__Excerpt provided__.
# # # # #

BloombergNEF analyst Corey Cantor recently told me that he’s not as worried about the legacy automakers. Pivoting to electric while still making internal combustion engine vehicles is no easy feat, he argues.
“The challenge for all [legacy companies] is that platforms and investment and scale-up takes a while,” he said. “With the exception of maybe [Chinese EV maker] BYD, you haven’t seen a legacy automaker go from living in the land of gas cars to fully immersed in the electric vehicle space.”
Biden has given GM and Ford a breather. American economics blogger Noah Smith suggests that they not waste the opportunity. While Biden’s new rules keep out China-made EVs, Chinese EV makers can set up shop factories outside the US and export to the huge American market from there.
“So if BYD or other Chinese carmakers put their factories in America — or in Mexico, or Canada, or any place other than China — they will still be able to sell EVs to the U.S. without getting hit by Biden’s new tariff,” he writes.
BYD is already eyeing a Mexican plant. Other Chinese firms are certain to do the same.
What will Canada do?
Thus far, Canada is courting the usual suspects to build plants. Subsidies to VW, Stellantis-LGES, and Britain’s Northvolt are estimated by Parliamentary Budget Officer Yves Giroux to cost the federal and provincial governments $43.6 billion, which includes foregone corporate income tax revenues. Honda’s new $15 billion EV factory will receive up to $5 billion of government subsidies.
This is money well spent. As I argued in this column (Huge battery plant subsidies are price Canada pays for lagging in clean energy industry), Canada’s choices are to pay to build clean energy industries, like China, or to buy said industries like the Americans. Or, I suppose, Canada can simply sit out this industrial revolution, which is mostly what it is doing, with a few examples like the aforementioned investments.

# # # # #

__Entries supplied__.
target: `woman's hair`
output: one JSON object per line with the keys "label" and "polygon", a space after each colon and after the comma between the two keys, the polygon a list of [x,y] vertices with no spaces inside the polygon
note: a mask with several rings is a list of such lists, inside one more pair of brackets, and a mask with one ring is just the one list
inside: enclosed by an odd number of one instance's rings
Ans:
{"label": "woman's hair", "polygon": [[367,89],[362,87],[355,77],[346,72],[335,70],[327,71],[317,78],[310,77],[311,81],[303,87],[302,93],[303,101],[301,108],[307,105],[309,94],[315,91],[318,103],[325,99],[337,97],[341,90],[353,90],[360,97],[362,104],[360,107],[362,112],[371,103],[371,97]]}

# # # # #

__Exercise set__.
1. In the excerpt on electric vehicles, reproduce the passage starting with "BYD is already" and going on through "of government subsidies.", substituting "facilities" for "plants".
2. According to the excerpt on electric vehicles, who estimated the cost of the subsidies to VW, Stellantis-LGES, and Northvolt?
3. Write a continuation of the excerpt on electric vehicles, beginning after its final sentence.

__Task results__.
1.
BYD is already eyeing a Mexican plant. Other Chinese firms are certain to do the same.
What will Canada do?
Thus far, Canada is courting the usual suspects to build facilities. Subsidies to VW, Stellantis-LGES, and Britain’s Northvolt are estimated by Parliamentary Budget Officer Yves Giroux to cost the federal and provincial governments $43.6 billion, which includes foregone corporate income tax revenues. Honda’s new $15 billion EV factory will receive up to $5 billion of government subsidies.

2. Parliamentary Budget Officer Yves Giroux.

3.
The odds that Ottawa welcomes China’s EV firms with open arms (and wallet) are not good, says CD Howe Institute senior fellow and international lawyer Lawrence Herman. “If the US goes the tariff route, Canada will certainly have to follow,” he wrote in February.
Keep an eye on highly influential industry lobbyist Flavio Volpe, head of the Automotive Parts Manufacturers Association. He has been warning of the Chinese threat for months, including on Episode 261 of the Energi Talks podcast (see below). Based on my conversation with him, my bet is that Canada does follow with tariffs.
But Allan has a warning for the United States and, by extension, Canada. Simply protecting North American firms with tariffs is not nearly enough. Both countries need to rethink how they do clean energy industrial policy.
“To compete with [China] the US will need an ambitious public-private partnership that brings together the government and firms into a collaborative search for industrial advancement,” he said.
“US has the beginnings of such partnerships in the hydrogen hubs and in the batteries supply chain, but it’s going to need to be supercharged for the whole vehicle ecosystem.”
There’s plenty of public funding and support available in both countries. That’s not the problem. But policymakers on either side of the border are making smart use of those funds.
China is highly strategic. Its leaders view clean energy industry as the means by which China grows geopolitical power to rival that of the United States. They are pursuing that goal with incredible vigour, including a whole-of-economy approach that is not appreciated in the West, particularly Canada.
Canadian incumbents, like the Alberta-based oil and gas industry, dominate the national energy conversation, siphoning off funds that are better spent on the energy of the future.
Canada has been a hewer of wood and drawer of water its entire existence. If we’re lucky, the US will require enough modern wood and water to maintain us in the style to which we have become accustomed. The best we can hope for at this point is that the US metropolis succeeds and the Canadian hinterland once again is a free rider on the American coattails.